◆ THE DATA
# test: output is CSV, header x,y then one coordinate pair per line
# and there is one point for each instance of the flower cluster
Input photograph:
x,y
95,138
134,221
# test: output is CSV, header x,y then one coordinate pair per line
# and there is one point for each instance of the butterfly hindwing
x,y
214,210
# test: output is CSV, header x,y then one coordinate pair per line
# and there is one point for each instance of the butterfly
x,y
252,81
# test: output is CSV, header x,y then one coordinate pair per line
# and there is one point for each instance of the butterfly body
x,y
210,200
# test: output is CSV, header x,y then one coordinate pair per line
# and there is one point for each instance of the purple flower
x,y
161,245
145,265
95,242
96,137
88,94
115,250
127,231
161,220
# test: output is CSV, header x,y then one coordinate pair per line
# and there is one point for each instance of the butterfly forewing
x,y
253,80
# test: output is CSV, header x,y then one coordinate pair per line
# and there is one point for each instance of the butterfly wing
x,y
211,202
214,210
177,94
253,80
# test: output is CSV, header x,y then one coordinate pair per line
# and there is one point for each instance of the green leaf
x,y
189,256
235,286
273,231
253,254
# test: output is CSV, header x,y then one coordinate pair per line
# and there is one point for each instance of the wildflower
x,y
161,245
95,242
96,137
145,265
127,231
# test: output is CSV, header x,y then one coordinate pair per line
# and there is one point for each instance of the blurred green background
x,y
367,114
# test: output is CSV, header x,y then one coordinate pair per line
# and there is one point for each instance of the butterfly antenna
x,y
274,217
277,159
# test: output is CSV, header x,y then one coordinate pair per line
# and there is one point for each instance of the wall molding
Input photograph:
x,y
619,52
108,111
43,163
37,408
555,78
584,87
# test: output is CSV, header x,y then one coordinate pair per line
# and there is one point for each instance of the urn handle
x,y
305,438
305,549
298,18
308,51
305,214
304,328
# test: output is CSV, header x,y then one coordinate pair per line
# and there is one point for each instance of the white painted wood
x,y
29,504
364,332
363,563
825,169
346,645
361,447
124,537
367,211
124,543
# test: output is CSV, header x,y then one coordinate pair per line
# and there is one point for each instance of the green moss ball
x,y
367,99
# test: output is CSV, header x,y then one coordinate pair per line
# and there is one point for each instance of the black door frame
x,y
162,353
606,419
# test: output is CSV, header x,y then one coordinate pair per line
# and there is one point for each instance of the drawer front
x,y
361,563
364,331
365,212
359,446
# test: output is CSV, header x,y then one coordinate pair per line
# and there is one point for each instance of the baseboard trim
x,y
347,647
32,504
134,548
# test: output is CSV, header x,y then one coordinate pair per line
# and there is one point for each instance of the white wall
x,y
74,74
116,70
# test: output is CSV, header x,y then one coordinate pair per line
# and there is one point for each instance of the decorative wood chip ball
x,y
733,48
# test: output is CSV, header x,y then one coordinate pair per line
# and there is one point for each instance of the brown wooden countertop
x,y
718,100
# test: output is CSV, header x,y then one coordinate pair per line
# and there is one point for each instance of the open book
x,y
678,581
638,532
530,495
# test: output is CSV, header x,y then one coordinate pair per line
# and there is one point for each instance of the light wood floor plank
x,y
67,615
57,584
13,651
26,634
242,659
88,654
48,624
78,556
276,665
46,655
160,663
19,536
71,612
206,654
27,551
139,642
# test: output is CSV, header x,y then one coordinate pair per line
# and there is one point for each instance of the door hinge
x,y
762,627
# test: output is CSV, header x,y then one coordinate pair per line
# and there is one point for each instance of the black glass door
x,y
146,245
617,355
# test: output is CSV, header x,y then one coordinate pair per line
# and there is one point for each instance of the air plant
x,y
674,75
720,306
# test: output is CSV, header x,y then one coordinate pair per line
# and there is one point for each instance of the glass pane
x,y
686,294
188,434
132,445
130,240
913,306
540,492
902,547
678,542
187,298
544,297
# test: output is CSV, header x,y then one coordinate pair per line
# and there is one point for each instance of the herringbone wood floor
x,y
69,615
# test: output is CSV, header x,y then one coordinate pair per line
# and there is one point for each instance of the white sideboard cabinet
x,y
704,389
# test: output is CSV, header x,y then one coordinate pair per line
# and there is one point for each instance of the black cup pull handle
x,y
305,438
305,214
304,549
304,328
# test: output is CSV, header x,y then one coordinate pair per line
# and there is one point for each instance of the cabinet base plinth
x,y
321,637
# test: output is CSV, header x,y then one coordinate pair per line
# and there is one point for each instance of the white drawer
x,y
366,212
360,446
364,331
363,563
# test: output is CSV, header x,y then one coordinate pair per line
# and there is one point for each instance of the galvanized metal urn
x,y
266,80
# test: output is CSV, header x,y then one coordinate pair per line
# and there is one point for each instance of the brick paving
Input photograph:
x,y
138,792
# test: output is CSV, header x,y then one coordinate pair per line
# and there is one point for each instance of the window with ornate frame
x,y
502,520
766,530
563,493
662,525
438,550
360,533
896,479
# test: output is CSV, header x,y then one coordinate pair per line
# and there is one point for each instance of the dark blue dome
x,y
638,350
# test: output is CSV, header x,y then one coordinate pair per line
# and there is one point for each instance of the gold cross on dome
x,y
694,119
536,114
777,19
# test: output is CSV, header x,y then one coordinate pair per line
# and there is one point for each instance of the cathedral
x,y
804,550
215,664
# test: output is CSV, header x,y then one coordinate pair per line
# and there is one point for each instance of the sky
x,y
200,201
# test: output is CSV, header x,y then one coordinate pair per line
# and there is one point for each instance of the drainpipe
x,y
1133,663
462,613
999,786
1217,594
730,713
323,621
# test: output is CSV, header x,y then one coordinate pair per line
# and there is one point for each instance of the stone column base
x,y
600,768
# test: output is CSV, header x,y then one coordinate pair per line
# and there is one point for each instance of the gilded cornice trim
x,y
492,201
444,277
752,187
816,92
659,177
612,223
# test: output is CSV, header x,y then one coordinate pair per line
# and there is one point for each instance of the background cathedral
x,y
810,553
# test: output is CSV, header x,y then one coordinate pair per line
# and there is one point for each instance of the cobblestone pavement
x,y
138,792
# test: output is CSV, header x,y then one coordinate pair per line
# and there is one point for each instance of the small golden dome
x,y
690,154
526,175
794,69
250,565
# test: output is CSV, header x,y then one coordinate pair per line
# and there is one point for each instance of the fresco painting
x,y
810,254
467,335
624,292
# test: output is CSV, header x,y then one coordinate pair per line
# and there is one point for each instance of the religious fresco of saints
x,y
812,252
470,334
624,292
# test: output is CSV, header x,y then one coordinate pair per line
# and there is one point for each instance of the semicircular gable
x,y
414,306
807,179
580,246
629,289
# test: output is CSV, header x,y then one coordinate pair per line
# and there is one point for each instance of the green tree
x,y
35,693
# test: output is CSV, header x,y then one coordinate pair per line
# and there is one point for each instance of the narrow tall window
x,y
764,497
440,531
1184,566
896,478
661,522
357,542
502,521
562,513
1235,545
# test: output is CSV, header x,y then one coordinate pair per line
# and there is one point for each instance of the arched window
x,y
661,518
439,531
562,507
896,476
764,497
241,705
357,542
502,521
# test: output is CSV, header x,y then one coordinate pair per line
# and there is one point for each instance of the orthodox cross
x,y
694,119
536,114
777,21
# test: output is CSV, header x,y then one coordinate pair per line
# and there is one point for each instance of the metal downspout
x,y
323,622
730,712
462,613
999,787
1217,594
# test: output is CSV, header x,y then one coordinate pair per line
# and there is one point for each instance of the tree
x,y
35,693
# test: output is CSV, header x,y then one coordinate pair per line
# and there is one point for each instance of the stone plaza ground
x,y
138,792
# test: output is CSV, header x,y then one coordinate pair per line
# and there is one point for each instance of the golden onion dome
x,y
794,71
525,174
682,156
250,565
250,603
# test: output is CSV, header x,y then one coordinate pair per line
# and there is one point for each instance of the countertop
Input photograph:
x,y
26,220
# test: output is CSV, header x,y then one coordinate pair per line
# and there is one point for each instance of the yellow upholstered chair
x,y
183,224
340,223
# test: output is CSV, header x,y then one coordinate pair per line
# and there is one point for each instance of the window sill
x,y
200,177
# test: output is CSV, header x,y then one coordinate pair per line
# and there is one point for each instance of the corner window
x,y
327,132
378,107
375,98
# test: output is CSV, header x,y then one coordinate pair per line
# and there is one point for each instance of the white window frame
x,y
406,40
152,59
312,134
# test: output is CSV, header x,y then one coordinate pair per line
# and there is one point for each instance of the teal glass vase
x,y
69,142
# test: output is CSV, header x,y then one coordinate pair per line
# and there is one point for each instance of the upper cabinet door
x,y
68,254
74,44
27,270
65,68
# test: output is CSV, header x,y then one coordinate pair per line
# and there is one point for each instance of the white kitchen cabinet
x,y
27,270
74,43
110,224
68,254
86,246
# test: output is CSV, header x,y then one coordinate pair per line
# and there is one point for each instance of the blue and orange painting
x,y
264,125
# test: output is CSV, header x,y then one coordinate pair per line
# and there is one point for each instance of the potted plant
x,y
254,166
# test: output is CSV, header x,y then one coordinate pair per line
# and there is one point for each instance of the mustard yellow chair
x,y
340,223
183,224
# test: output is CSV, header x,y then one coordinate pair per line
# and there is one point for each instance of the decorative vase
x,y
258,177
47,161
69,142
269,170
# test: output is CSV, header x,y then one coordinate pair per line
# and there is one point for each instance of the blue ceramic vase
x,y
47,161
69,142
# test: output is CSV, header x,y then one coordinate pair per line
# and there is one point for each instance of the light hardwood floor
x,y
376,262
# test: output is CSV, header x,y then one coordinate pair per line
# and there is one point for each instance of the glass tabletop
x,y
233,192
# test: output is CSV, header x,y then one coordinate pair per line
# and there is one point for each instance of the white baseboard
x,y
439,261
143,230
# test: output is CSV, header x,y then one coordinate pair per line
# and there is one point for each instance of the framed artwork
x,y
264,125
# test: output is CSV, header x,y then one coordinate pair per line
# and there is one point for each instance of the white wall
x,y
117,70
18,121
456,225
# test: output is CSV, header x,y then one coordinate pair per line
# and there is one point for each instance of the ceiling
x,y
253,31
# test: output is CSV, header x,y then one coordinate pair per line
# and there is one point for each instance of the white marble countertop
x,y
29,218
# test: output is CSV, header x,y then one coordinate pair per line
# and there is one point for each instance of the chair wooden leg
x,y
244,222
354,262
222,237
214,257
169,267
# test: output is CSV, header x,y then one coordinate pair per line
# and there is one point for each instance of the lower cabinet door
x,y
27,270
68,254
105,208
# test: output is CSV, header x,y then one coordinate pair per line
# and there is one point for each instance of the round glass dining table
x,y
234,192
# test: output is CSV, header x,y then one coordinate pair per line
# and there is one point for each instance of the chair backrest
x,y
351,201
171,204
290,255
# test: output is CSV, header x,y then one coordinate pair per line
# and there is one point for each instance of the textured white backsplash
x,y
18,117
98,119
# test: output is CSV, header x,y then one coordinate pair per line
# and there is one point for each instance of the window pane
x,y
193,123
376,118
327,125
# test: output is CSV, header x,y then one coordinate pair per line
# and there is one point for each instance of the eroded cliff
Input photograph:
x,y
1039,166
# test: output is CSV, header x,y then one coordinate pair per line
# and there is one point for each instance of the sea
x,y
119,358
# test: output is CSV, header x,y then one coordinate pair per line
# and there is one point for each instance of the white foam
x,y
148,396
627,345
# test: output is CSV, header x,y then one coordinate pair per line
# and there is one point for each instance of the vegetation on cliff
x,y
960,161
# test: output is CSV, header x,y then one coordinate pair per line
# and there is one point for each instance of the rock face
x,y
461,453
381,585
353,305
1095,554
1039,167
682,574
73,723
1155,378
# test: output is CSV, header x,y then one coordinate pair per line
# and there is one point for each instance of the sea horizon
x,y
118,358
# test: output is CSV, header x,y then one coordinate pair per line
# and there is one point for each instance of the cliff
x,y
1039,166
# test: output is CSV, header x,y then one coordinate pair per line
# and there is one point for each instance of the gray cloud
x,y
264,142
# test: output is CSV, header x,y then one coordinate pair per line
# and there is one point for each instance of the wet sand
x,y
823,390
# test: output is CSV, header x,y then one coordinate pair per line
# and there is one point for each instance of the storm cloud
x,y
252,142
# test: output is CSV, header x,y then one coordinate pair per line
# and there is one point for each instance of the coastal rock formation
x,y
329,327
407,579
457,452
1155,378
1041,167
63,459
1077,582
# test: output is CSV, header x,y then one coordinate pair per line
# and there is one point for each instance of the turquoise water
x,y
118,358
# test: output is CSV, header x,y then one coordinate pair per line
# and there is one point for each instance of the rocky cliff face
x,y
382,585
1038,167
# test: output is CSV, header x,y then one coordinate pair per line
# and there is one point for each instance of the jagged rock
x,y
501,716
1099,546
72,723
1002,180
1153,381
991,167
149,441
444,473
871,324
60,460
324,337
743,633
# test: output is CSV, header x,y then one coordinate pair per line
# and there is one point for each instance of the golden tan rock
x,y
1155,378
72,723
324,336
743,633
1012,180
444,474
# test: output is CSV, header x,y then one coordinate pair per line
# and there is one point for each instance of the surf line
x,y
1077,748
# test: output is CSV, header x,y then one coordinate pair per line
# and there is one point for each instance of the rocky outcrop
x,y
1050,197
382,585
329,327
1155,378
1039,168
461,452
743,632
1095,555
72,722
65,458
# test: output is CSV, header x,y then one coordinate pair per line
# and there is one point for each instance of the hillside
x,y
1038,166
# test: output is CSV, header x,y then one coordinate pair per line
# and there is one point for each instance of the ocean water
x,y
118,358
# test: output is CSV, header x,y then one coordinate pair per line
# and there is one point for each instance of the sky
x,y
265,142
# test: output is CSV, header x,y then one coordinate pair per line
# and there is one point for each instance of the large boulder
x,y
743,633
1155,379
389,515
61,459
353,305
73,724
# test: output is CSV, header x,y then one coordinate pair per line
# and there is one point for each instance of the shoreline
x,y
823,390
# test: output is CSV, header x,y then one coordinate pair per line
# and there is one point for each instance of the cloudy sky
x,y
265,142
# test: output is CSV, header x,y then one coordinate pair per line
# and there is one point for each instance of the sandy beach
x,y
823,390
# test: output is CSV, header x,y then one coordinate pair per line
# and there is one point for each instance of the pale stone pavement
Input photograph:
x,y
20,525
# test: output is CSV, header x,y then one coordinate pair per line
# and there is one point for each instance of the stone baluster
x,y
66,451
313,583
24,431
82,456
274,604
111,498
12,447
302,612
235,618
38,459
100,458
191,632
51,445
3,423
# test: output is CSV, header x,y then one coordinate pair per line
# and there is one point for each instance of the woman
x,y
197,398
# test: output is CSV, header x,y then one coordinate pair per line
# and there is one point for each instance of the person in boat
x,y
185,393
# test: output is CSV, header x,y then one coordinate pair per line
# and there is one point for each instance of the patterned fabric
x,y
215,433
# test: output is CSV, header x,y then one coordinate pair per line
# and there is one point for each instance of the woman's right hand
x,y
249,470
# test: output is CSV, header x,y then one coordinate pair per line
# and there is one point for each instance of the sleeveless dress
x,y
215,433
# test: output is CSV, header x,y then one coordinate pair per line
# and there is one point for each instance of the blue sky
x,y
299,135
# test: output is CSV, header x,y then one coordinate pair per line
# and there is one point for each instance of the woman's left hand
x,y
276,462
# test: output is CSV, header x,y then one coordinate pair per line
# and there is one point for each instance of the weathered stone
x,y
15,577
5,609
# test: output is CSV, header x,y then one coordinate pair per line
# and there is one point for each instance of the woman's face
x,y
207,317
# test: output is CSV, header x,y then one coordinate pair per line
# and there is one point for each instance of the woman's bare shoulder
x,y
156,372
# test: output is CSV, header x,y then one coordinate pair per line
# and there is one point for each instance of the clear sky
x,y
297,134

◆ TASK TO CARRY OUT
Pick out each line of the material above that contains the word "ball" and copy those lines.

◆ RESPONSE TO THE TASK
# and there is one point for each instance of the green moss ball
# and there is one point for each instance of the decorative wood chip ball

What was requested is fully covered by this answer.